Potongan Teks:
* * * * * * * * *

17 Ekor Maleo Dilepasliarkan Ke SM Bangkiriang

id maleo

17 Ekor Maleo Dilepasliarkan Ke SM Bangkiriang

Bupati Banggai Herwin Yatim memberikan sambutan pada acara pelepasliaran burung maleo di Swaka Margasatwa Bangkiriang, sekitar 60 kilometer selatan Kota Luwuk, Sulteng, Minggu (7/8) (ist)

Dengan upaya-upaya ini, burung maleo yang menjadi satwa terancam punah dan dilindungi ini tidak akan samai punah bahkan akan berkembang lebih banyak lagi di masa mendatang
Toili, Sulteng,  (antarasulteng.com) - Sebanyak 17 ekor burung maleo (macrocephalon maleo), satwa langka endemik Sulawesi Tengah, hasil penangkaran PT. Donggi Senoro LNG, dilepasliarkan ke habitatnya di lokasi Swaka Margasatwa Bangkiriang, Kabupaten Banggai, Sulteng, Minggu.

Pelepasliaran itu dipimpin Bupati Banggai Herwin Yatim, diikuti para pejabat PT. DSLNG dan tokoh masyarakat Kecamatan Moilong Kabupaten Banggai guna memperingati Hari Lingkungan Hidup se-dunia tahun 2017.

Senior Operation Manager PT.DSLNG Selvia Chalis menjelaskan pelepasliaran ini merupakan yang kedua kali setelah pada 2013 melepaskan 13 ekor di habitat yang sama.

Burung maleo berusia tiga sampai empat bulan ini adalah hasil penetasan telur menggunakan teknologi inkubator dan merupakan implementasi program tanggung jawab sosial perusahaan (CSR) investor pengolahan gas alam cair (LNG) satu-satunya di Sulteng itu.

"Ini adalah penangkaran pertama maleo di luar habitatmya (eks situ) dan telah mendapat penghargaan dari badan lingkungan hidup PBB," kata Rahmat, Media Communication Officer PT.DSLNG.

Sementara Supervisor External Relation DSLNG Dothy Damayanti menyebutkan bahwa telur-telur satwa yang sangat dilindungi itu diperoleh dari masyarakat yang umumnya hasil razia Kesatuan Pengelolaan Hutan Konservasi (KPHK) Bangkiriang.

Pelepasliaran maleo ini juga dirangkaikan dengan penanaman pohon kemiri yang merupakan asupan utama burun maleo agar bisa bertahan hidup.

* * * * * * * * *

Bahan yang Disediakan:
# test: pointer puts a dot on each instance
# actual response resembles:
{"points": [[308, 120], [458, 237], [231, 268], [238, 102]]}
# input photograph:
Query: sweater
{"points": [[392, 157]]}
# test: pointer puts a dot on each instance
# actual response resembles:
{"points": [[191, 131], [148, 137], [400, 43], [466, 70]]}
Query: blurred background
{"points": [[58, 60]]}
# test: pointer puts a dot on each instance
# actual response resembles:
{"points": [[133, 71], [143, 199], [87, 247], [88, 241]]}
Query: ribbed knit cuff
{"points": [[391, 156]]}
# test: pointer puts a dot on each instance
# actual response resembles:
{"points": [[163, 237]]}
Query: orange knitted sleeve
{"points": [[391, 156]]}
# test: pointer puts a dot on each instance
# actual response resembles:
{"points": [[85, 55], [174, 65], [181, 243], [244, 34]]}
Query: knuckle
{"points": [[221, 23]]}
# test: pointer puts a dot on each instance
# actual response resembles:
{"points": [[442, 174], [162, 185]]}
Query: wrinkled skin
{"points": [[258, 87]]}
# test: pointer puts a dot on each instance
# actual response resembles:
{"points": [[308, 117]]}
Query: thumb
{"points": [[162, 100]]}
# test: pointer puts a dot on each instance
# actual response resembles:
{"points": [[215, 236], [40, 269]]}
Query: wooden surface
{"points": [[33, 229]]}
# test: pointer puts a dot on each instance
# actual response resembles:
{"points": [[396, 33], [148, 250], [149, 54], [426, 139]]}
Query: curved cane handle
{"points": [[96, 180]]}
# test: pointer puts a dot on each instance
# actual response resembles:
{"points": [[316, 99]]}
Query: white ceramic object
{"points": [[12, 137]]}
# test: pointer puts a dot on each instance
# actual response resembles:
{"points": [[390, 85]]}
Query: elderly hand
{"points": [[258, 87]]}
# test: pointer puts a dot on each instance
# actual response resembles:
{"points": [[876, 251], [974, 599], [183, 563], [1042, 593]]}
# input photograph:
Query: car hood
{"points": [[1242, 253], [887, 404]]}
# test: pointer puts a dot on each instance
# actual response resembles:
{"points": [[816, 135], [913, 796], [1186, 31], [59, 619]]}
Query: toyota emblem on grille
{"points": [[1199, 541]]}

* * * * * * * * *

Persyaratan Tugas:
1. Jawablah pertanyaan berikut berdasarkan berita pelepasliaran maleo.
(a) Berapa ekor burung maleo yang dilepasliarkan ke Swaka Margasatwa Bangkiriang kali ini?
(b) Pada tahun berapa pelepasliaran pertama dilakukan, dan berapa ekor maleo yang dilepaskan saat itu?
(c) Pohon apa yang ditanam dalam rangkaian acara pelepasliaran ini?
2. Tulis ulang bagian berita pelepasliaran maleo yang dimulai dari "Senior Operation Manager" dan berakhir pada "Konservasi (KPHK) Bangkiriang.", dengan mengganti "inkubator" menjadi "mesin penetas".

Jawaban Lengkap:
1.
(a) Sebanyak 17 ekor.
(b) Pada tahun 2013, sebanyak 13 ekor.
(c) Pohon kemiri.

2.
Senior Operation Manager PT.DSLNG Selvia Chalis menjelaskan pelepasliaran ini merupakan yang kedua kali setelah pada 2013 melepaskan 13 ekor di habitat yang sama.

Burung maleo berusia tiga sampai empat bulan ini adalah hasil penetasan telur menggunakan teknologi mesin penetas dan merupakan implementasi program tanggung jawab sosial perusahaan (CSR) investor pengolahan gas alam cair (LNG) satu-satunya di Sulteng itu.

"Ini adalah penangkaran pertama maleo di luar habitatmya (eks situ) dan telah mendapat penghargaan dari badan lingkungan hidup PBB," kata Rahmat, Media Communication Officer PT.DSLNG.

Sementara Supervisor External Relation DSLNG Dothy Damayanti menyebutkan bahwa telur-telur satwa yang sangat dilindungi itu diperoleh dari masyarakat yang umumnya hasil razia Kesatuan Pengelolaan Hutan Konservasi (KPHK) Bangkiriang.